(PROVIDED ENTRIES begins)

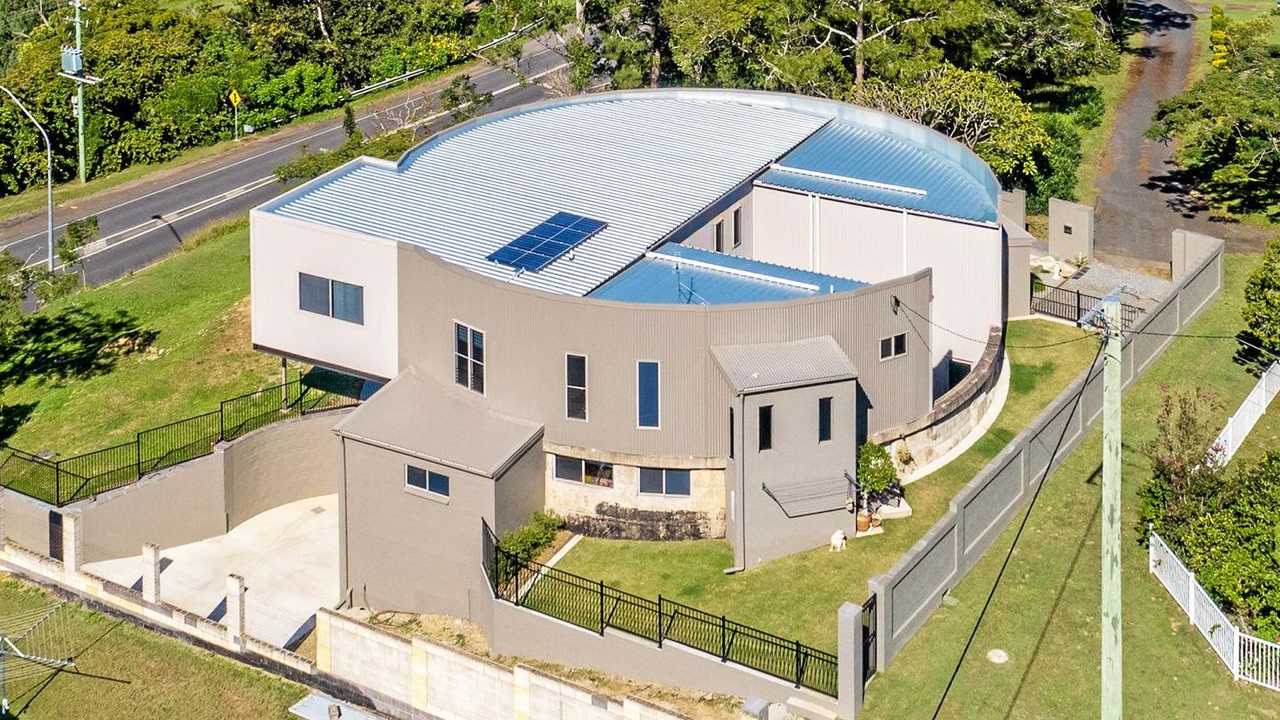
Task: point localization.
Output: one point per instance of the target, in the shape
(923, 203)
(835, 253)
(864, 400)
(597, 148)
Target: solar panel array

(PROVIDED ENTRIES ends)

- [TASK PROMPT]: Copy out every line from the data above in which the word "point" occurs.

- [ANSWER TO THIS TASK]:
Task: point localization.
Output: one point per instance of the target, in the shape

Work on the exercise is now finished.